**DIRECTION**.
Transcribe, word for word, the line containing "[ ] locate the jacket sleeve" and each line following it through the end of the listing below. Omit all other lines.

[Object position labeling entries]

◆ ◆ ◆ ◆ ◆ ◆ ◆

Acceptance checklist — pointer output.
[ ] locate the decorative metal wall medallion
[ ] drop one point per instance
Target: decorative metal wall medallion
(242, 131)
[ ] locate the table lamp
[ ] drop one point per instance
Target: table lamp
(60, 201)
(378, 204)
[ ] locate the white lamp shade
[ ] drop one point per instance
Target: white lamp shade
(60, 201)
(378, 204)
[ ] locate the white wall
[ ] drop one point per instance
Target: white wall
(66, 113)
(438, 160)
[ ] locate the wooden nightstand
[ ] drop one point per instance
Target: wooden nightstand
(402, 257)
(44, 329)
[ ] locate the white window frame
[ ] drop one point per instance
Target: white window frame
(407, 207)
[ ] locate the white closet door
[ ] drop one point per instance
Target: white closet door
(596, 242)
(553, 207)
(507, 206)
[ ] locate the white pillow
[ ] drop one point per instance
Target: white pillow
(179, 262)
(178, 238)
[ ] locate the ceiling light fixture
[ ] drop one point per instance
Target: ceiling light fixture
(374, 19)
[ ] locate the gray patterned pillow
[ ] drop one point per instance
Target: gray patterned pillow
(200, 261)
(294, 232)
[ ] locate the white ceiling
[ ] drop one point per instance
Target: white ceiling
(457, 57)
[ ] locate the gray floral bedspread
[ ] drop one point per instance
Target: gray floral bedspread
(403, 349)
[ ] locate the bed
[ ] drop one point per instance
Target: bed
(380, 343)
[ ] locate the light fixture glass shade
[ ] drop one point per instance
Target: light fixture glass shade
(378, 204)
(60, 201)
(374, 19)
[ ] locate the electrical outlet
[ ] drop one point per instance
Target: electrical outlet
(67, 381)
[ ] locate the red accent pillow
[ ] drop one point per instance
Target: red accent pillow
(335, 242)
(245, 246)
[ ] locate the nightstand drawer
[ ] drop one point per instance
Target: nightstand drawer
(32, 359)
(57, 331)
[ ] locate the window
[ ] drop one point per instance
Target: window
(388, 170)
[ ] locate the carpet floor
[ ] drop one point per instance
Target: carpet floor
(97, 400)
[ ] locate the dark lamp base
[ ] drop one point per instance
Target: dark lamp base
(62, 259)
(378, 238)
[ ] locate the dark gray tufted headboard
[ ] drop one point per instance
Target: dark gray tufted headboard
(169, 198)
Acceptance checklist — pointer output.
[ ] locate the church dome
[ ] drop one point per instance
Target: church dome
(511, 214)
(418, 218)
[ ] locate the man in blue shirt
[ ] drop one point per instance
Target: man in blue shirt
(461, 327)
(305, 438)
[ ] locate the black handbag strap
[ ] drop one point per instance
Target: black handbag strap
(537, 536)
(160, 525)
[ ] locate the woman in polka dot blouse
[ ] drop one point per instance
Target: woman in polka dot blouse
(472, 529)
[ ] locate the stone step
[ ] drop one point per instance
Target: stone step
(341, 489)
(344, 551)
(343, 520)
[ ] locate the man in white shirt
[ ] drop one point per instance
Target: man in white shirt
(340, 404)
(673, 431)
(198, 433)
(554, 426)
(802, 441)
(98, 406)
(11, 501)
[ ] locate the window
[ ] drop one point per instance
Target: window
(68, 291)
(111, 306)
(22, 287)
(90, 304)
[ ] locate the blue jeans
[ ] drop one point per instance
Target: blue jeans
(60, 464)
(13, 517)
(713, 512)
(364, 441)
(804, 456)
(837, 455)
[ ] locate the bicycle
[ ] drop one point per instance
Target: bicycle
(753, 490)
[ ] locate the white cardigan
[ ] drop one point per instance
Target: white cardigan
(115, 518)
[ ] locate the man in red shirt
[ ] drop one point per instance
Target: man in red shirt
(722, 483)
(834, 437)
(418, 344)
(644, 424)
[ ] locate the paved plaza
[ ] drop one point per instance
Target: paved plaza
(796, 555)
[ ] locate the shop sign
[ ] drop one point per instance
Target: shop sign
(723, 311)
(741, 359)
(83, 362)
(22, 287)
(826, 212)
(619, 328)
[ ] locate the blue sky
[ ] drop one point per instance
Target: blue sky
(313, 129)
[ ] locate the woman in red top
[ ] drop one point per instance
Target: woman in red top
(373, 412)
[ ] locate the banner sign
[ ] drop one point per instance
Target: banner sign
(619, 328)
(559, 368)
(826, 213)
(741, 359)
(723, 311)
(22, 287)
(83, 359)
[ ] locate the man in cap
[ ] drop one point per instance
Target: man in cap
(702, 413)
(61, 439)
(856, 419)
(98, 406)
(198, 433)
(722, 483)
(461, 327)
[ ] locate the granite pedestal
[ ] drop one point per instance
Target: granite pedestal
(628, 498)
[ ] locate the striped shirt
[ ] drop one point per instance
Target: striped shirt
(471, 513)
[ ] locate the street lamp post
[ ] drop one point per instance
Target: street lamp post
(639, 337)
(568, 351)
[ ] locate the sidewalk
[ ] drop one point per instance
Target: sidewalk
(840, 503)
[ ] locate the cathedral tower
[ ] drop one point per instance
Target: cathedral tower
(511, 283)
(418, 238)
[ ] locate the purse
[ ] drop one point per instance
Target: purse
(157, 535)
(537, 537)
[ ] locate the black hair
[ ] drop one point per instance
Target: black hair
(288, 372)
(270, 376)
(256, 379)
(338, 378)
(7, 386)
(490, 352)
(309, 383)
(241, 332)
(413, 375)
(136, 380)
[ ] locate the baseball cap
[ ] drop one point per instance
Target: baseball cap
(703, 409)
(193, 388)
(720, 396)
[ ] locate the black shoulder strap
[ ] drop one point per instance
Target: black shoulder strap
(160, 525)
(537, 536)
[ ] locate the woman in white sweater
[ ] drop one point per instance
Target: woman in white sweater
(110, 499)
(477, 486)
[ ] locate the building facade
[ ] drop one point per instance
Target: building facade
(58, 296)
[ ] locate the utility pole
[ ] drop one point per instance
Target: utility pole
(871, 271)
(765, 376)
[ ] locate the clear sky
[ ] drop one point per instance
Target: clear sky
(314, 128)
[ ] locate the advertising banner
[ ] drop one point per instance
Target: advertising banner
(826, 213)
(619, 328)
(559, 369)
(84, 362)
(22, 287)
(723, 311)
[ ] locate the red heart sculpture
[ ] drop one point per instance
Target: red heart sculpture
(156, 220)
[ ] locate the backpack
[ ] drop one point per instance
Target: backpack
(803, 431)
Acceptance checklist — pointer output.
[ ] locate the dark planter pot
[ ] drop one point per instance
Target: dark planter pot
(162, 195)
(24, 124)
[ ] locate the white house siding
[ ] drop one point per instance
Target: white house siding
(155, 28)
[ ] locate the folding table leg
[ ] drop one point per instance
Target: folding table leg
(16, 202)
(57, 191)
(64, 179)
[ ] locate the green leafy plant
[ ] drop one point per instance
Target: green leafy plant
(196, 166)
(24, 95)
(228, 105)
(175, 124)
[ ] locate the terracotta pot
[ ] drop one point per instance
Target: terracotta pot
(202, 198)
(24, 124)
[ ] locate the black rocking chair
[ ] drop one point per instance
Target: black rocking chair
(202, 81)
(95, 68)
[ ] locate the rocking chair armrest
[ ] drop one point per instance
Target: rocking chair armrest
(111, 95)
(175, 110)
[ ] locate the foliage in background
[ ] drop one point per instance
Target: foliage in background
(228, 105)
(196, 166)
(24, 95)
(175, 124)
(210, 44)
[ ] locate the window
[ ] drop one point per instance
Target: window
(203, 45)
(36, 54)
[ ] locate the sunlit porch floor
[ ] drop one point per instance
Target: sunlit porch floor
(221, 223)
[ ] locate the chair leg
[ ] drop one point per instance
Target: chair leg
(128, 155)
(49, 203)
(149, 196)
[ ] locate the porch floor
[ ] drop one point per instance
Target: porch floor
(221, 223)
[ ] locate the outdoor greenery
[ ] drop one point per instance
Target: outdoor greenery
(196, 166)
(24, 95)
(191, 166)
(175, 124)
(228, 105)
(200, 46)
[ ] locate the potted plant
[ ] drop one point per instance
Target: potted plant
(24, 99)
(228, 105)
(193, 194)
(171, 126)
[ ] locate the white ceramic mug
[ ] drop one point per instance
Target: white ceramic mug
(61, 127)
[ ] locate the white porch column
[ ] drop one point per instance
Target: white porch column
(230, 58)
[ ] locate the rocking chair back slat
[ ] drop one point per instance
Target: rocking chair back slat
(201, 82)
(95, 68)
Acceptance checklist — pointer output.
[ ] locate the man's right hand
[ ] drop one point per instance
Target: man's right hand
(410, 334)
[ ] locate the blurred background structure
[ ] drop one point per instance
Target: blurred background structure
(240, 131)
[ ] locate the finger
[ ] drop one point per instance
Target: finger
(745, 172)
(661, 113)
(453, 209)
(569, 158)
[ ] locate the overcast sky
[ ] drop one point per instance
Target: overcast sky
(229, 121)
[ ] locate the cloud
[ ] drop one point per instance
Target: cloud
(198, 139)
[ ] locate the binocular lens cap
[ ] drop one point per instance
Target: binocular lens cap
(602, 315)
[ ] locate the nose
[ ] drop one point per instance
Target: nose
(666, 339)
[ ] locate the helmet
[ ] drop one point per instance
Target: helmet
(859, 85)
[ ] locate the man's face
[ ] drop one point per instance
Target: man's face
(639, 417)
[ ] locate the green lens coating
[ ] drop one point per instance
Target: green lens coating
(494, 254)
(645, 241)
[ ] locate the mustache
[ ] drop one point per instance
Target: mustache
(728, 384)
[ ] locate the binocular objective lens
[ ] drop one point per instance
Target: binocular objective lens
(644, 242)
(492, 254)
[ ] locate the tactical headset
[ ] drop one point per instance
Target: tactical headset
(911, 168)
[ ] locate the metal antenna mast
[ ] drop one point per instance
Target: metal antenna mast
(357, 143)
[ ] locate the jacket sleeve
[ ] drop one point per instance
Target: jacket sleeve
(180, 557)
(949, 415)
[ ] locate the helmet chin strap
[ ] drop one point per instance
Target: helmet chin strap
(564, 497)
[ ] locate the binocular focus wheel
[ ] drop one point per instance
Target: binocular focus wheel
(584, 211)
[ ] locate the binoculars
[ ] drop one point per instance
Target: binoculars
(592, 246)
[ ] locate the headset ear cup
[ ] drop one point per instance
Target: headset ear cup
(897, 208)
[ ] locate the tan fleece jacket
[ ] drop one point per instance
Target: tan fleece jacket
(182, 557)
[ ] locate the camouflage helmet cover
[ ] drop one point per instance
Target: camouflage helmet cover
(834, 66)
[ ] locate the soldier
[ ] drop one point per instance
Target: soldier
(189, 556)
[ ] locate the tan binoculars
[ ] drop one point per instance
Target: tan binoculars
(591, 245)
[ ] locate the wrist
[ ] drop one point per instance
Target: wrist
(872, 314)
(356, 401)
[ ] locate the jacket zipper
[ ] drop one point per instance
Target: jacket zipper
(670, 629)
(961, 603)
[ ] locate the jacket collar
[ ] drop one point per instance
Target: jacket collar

◆ ◆ ◆ ◆ ◆ ◆ ◆

**PROBLEM SOLUTION**.
[ ] locate the jacket sleeve
[ ] drop one point per instance
Target: jacket sleeve
(180, 557)
(949, 415)
[ ] locate the helmet chin strap
[ ] drop one point per instance
Target: helmet chin strap
(564, 497)
[ ] locate the binocular focus wheel
[ ] drop one point per instance
Target: binocular focus wheel
(584, 211)
[ ] locate the binoculars
[ ] drop one point per instance
Target: binoculars
(592, 246)
[ ] locate the headset ear cup
[ ] drop one point per instance
Target: headset ear cup
(897, 208)
[ ] locate the tan fleece jacket
[ ] drop one point per instance
Target: tan fleece jacket
(182, 557)
[ ] locate the camouflage helmet cover
[ ] drop one point per instance
Target: camouflage helmet cover
(834, 66)
[ ] locate the soldier
[ ] drop one point per instance
Target: soldier
(189, 556)
[ ] locate the tan binoculars
[ ] drop one point per instance
Target: tan binoculars
(591, 245)
[ ] locate the wrist
[ ] drop one point per instance
Target: wrist
(872, 314)
(356, 401)
[ ] locate the jacket zipper
[ ] drop one point per instance
Target: jacket zipper
(670, 629)
(961, 603)
[ ] locate the jacket collar
[ ] drop one point per instance
Target: jacket collar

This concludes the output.